DATASET RECORDS ->
****************************************

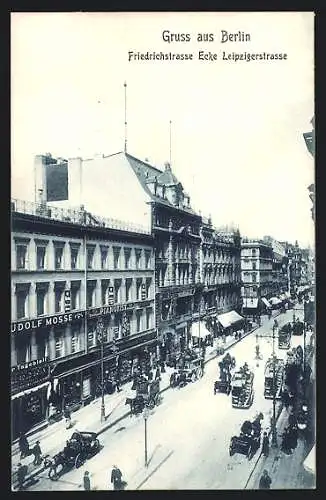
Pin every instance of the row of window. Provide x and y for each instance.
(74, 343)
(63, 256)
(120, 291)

****************************************

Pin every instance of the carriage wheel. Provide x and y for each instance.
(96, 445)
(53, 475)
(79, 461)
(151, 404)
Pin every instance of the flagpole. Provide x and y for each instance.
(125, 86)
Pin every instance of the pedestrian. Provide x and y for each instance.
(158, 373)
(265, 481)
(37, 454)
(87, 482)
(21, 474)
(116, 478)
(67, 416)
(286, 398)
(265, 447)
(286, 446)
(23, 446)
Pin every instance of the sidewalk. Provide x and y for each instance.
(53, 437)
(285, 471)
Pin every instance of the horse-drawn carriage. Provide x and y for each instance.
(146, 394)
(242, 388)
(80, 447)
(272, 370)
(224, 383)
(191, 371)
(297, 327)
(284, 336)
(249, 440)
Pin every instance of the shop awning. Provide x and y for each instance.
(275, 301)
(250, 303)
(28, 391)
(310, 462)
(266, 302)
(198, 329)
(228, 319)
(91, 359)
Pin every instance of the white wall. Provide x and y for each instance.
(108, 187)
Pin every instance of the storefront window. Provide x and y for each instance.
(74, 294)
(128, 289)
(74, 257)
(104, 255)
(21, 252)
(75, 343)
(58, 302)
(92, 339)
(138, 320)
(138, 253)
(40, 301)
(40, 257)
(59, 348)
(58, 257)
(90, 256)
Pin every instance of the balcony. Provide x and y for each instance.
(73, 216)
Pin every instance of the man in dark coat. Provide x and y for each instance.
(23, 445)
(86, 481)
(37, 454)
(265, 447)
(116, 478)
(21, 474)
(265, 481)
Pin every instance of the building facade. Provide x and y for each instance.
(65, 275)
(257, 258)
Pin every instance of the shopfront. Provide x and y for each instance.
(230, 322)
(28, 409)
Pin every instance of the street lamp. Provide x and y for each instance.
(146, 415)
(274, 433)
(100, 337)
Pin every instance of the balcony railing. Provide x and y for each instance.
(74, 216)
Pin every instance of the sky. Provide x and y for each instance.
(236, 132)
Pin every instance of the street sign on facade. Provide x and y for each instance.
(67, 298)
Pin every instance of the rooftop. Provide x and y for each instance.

****************************************

TASK DETAILS ->
Count how many lines in the entries above contain the word "window", matching its capitalization exactly, and reply with that number only.

WRITTEN RESPONSE ->
2